WORK TO COMPLETE
Quote all entries exactly, leaving pictures aside.

RECORDS SUPPLIED
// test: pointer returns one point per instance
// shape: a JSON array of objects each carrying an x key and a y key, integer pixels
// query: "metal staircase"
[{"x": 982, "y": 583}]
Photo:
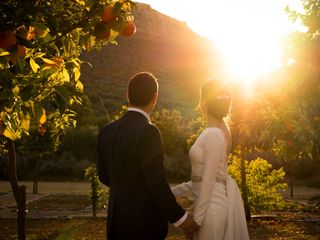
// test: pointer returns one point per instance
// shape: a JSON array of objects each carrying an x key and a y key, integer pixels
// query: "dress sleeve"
[
  {"x": 213, "y": 154},
  {"x": 182, "y": 189}
]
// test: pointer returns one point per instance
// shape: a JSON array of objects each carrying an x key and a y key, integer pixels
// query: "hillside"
[{"x": 179, "y": 58}]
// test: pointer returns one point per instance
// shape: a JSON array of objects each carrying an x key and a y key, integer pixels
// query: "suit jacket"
[{"x": 130, "y": 162}]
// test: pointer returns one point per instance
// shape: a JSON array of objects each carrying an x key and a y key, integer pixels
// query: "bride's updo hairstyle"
[{"x": 216, "y": 95}]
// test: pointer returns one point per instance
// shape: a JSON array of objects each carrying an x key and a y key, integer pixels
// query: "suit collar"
[{"x": 136, "y": 114}]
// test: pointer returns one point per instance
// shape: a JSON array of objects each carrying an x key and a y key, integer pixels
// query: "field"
[{"x": 55, "y": 214}]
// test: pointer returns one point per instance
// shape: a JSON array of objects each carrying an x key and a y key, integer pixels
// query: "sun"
[{"x": 246, "y": 33}]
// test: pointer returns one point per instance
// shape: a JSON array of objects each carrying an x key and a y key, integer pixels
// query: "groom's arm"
[{"x": 151, "y": 162}]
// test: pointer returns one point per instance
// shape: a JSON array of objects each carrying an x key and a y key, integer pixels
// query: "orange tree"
[
  {"x": 293, "y": 113},
  {"x": 40, "y": 45}
]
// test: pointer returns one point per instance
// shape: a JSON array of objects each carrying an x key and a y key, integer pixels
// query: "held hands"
[{"x": 190, "y": 227}]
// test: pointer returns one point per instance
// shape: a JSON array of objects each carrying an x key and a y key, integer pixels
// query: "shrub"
[
  {"x": 264, "y": 183},
  {"x": 98, "y": 196}
]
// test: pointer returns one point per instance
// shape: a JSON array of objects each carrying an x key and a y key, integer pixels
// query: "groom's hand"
[{"x": 190, "y": 227}]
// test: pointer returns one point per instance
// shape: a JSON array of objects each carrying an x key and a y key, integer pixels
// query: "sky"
[{"x": 247, "y": 33}]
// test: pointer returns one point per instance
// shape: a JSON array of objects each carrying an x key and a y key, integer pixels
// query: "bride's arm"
[
  {"x": 182, "y": 189},
  {"x": 213, "y": 154}
]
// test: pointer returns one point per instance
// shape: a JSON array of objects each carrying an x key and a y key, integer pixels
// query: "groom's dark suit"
[{"x": 131, "y": 164}]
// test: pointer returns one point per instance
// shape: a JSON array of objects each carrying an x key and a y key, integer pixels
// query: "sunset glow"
[{"x": 246, "y": 33}]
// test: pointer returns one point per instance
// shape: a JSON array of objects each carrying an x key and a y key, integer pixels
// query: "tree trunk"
[
  {"x": 35, "y": 182},
  {"x": 245, "y": 189},
  {"x": 35, "y": 187},
  {"x": 291, "y": 179},
  {"x": 19, "y": 192}
]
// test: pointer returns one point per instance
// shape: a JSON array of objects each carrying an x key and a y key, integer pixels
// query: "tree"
[
  {"x": 40, "y": 45},
  {"x": 174, "y": 132}
]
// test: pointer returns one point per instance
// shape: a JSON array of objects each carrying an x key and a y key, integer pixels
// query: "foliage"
[
  {"x": 264, "y": 183},
  {"x": 174, "y": 132},
  {"x": 40, "y": 45},
  {"x": 96, "y": 194},
  {"x": 81, "y": 141},
  {"x": 197, "y": 126}
]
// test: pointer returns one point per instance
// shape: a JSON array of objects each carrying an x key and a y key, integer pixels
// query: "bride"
[{"x": 218, "y": 207}]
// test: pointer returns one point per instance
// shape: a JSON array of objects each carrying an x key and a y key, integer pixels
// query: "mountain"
[{"x": 166, "y": 47}]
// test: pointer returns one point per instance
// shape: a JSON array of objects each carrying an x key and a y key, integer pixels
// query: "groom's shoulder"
[{"x": 150, "y": 129}]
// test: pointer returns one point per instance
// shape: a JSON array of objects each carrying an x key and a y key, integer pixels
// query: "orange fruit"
[
  {"x": 108, "y": 15},
  {"x": 7, "y": 40},
  {"x": 58, "y": 62},
  {"x": 21, "y": 52},
  {"x": 129, "y": 29},
  {"x": 42, "y": 130},
  {"x": 101, "y": 31}
]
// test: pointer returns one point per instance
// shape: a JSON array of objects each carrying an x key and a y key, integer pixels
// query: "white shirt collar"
[{"x": 134, "y": 109}]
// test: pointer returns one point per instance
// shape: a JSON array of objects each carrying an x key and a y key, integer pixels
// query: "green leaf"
[
  {"x": 10, "y": 134},
  {"x": 2, "y": 54},
  {"x": 76, "y": 73},
  {"x": 39, "y": 113},
  {"x": 34, "y": 65},
  {"x": 63, "y": 93},
  {"x": 79, "y": 86},
  {"x": 46, "y": 60},
  {"x": 66, "y": 75}
]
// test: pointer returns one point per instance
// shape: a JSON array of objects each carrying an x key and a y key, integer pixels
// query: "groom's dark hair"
[{"x": 141, "y": 89}]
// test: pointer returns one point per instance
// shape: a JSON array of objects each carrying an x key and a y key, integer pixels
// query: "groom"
[{"x": 131, "y": 163}]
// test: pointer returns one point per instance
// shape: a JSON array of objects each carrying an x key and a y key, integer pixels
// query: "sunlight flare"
[{"x": 246, "y": 33}]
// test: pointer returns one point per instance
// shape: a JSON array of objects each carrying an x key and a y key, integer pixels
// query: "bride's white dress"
[{"x": 218, "y": 207}]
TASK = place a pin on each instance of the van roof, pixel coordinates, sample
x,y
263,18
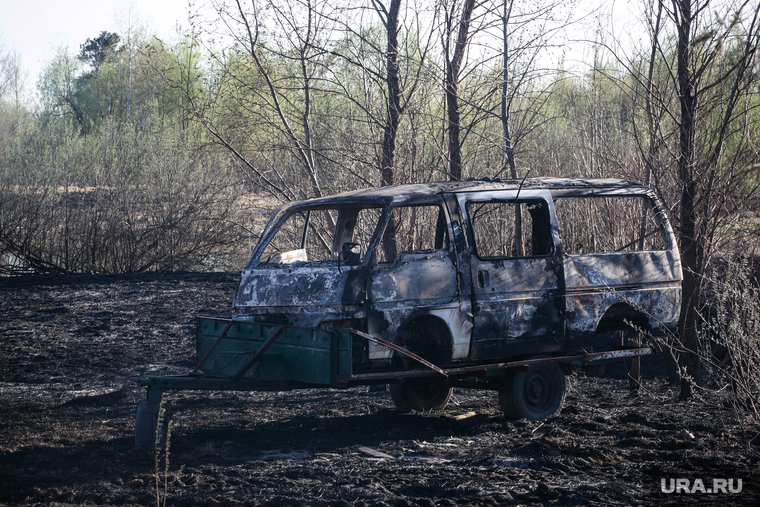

RESULT FOR THIS EXERCISE
// test: pointer returns one point per instance
// shape: a JSON array of objects each carrying an x key and a y key, integer pixels
// query: "metal staircase"
[{"x": 982, "y": 583}]
Photo:
// test: pointer returns one point per instance
// shape: a JSON array of objects each carrying an x key and a y key, integer pixels
// query: "dress sleeve"
[
  {"x": 213, "y": 154},
  {"x": 182, "y": 189}
]
// test: pointer returns one point per instance
// shape: a JSON array of objects each carrying an x key and a y key, integer pixels
// query: "hillside"
[{"x": 179, "y": 58}]
// test: pointer returns one point per instance
// shape: a JSON array of objects each carrying an x key and a y key, integer pixels
// query: "suit jacket"
[{"x": 130, "y": 162}]
// test: pointer returns one point per instance
// shape: a JSON array of objects each carrying an x key and a y key, integer pixels
// query: "bride's updo hairstyle"
[{"x": 216, "y": 95}]
// test: pointer returns one point per instance
// shape: a JSON array of objects each carrying an x key and a y key, integer pixels
// query: "suit collar"
[{"x": 136, "y": 114}]
// test: pointer returns one point per instance
// shape: a JSON array of objects each carrying an x key and a y key, integer pixels
// query: "field"
[{"x": 55, "y": 214}]
// test: pointer returns one point per instance
// shape: a JSON array of objects each carrying an x key and a y key, integer pixels
// query: "sun"
[{"x": 246, "y": 33}]
// test: pointer returns one point per instance
// shape: a JSON array of objects each carrying an x key and a y key, integer pixels
// query: "groom's arm"
[{"x": 151, "y": 162}]
// test: pointer returns one point per instance
// shape: a JSON array of objects each carrying an x key and a y key, integer pixels
// query: "orange tree"
[
  {"x": 293, "y": 113},
  {"x": 40, "y": 45}
]
// test: pointer returns one point per instance
// shape: a JSON array of objects each carrying an x key and a y key, integer pixels
// query: "held hands"
[{"x": 190, "y": 227}]
// test: pointer returns one point per instance
// shape: a JSON array of objects each carrying an x key and a y key, integer pixels
// query: "shrub"
[
  {"x": 264, "y": 183},
  {"x": 98, "y": 196}
]
// test: pointer returns one point per instance
// shape: a JSON array of objects each carrying an x key and a y key, integer pixels
// query: "groom's hand"
[{"x": 190, "y": 227}]
// test: pointer returns one point per instance
// shape: a JSON array of objects each carrying an x key and a y key, integer pixels
// query: "sky"
[{"x": 247, "y": 33}]
// test: pointer returns one point per instance
// shape: a JSON array of objects each carrying an x key and a y key, integer pixels
// query: "bride's arm"
[
  {"x": 182, "y": 189},
  {"x": 213, "y": 154}
]
// test: pointer returns one point per instance
// shape: a JSON array of objects each carrying an x key and a y key, integer pixels
// query: "groom's dark suit"
[{"x": 131, "y": 164}]
// test: pointer returns one point per instance
// shape: a JSON array of objects each carrying an x key and a y key, integer pixels
// query: "sunset glow"
[{"x": 246, "y": 33}]
// test: pointer returns one point per instance
// shape: a JSON array of objects each carrying an x key and a y key, integer pixels
// query: "tree trunk"
[
  {"x": 35, "y": 182},
  {"x": 245, "y": 189},
  {"x": 35, "y": 187},
  {"x": 291, "y": 179},
  {"x": 19, "y": 192}
]
// test: pointer returns one point per instance
// shape: a JSON array of objects each carrying an x key and a y key, integer pixels
// query: "tree"
[
  {"x": 40, "y": 45},
  {"x": 174, "y": 132}
]
// test: pointer returns one point per instance
// shape: a JSON array of objects each carrying an x key and a y key, integer pixels
// query: "foliage"
[
  {"x": 264, "y": 183},
  {"x": 174, "y": 132},
  {"x": 40, "y": 45},
  {"x": 96, "y": 194},
  {"x": 81, "y": 141},
  {"x": 197, "y": 126}
]
// test: pointer returns one point per instance
// shape: a JSON array of objects each carrying an x key and a y key, integer pixels
// query: "bride"
[{"x": 218, "y": 207}]
// test: pointer returns one point per instance
// shape: a JSON array of objects each carrying an x key and a y key, integer pixels
// query: "mountain"
[{"x": 166, "y": 47}]
// test: pointer returns one point per instance
// shape: a JSON array of objects each carrying an x key and a y key, integer pixels
// query: "groom's shoulder"
[{"x": 150, "y": 129}]
// test: pointer returns one point per instance
// shape: a JSON array of objects each carrying an x key and a y key, integer pixels
// query: "orange fruit"
[
  {"x": 108, "y": 15},
  {"x": 7, "y": 40},
  {"x": 58, "y": 62},
  {"x": 21, "y": 52},
  {"x": 129, "y": 29},
  {"x": 42, "y": 130},
  {"x": 101, "y": 31}
]
// test: pointer returns one point per instance
// shape: a JSON array of objects each carrying an x key and a y key, integer pixels
// query: "white shirt collar"
[{"x": 134, "y": 109}]
// test: pointer returns one point per instance
// shape: a JSON array of objects each carrying an x key and a y key, integer pixels
// query: "green leaf"
[
  {"x": 10, "y": 134},
  {"x": 2, "y": 54},
  {"x": 76, "y": 73},
  {"x": 39, "y": 113},
  {"x": 34, "y": 65},
  {"x": 63, "y": 93},
  {"x": 79, "y": 86},
  {"x": 46, "y": 60},
  {"x": 66, "y": 75}
]
// test: pointer returns one point per instance
// shape: a JSON array of objects each carrying an x key and a y key, integer pixels
// query: "groom's dark hair"
[{"x": 141, "y": 89}]
// test: pointer returns one point per instance
// shape: a JSON array of objects each carrying an x key and a y key, integer pixels
// query: "groom"
[{"x": 131, "y": 163}]
// test: pointer returns one point per instance
// shape: a JSON array of objects each carrying an x key and a y key, integer pixels
// query: "sunlight flare"
[{"x": 246, "y": 33}]
// test: pointer returns one point per instance
// shape: a JSON array of objects each carrying an x key and a y key, integer pixels
// query: "bride's white dress"
[{"x": 218, "y": 207}]
TASK = place a pin on each instance of the van roof, pixel coordinates, sample
x,y
263,18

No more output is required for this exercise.